### Source material
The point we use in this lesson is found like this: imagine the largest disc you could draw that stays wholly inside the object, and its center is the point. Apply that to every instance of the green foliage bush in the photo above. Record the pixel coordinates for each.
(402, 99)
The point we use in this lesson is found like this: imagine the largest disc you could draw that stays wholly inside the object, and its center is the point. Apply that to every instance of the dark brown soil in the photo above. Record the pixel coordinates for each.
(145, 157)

* * *

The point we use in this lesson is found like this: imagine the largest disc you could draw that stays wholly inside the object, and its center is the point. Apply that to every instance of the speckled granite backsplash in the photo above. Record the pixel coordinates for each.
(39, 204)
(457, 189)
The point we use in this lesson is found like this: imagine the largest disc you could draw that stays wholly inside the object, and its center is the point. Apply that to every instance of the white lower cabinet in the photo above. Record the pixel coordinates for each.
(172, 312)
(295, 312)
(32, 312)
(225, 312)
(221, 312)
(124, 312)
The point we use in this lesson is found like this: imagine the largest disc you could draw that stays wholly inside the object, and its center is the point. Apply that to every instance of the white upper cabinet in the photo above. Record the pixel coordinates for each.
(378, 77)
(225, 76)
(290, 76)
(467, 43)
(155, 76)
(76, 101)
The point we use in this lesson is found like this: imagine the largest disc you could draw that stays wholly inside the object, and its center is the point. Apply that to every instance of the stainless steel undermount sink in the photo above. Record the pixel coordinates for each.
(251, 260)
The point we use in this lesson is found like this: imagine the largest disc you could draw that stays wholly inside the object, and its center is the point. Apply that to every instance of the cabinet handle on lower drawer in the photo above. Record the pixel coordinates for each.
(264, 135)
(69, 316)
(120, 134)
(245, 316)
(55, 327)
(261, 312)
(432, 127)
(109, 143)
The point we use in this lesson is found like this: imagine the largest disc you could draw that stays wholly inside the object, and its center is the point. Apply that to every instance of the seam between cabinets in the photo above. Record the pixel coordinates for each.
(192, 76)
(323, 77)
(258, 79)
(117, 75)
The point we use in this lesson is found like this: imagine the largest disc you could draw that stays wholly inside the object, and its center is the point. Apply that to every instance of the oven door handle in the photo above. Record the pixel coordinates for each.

...

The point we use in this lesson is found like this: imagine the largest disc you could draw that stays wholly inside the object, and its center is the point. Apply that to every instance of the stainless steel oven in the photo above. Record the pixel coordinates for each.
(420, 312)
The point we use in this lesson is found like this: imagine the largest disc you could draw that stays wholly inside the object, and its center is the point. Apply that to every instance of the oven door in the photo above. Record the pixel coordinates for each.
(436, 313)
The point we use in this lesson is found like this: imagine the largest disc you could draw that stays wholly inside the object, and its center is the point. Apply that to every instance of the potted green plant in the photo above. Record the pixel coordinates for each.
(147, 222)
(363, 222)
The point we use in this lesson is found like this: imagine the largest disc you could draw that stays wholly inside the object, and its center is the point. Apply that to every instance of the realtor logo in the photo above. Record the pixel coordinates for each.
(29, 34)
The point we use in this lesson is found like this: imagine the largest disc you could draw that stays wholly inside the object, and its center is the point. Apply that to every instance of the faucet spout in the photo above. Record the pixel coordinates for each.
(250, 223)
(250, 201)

### What is expected
Using the data above, reproduce exactly the lines between those holding "of the seam" and "oven door handle", inclusive, and no others.

### Exercise response
The point we use in this lesson is found like this: imagine the largest disc you could draw that stays wholly inside the object, and its center is the point. Apply that to every instance of the seam between cabinets in the photo above. Record the pixel coordinates for each.
(192, 76)
(323, 77)
(258, 79)
(117, 75)
The point we use in this lesson is found like this: imagine the largest disc you could draw that stays wholly inside the object, and its center is the point. Apply that to every instance of the oven door handle in the photo above. Record the pixel coordinates for each.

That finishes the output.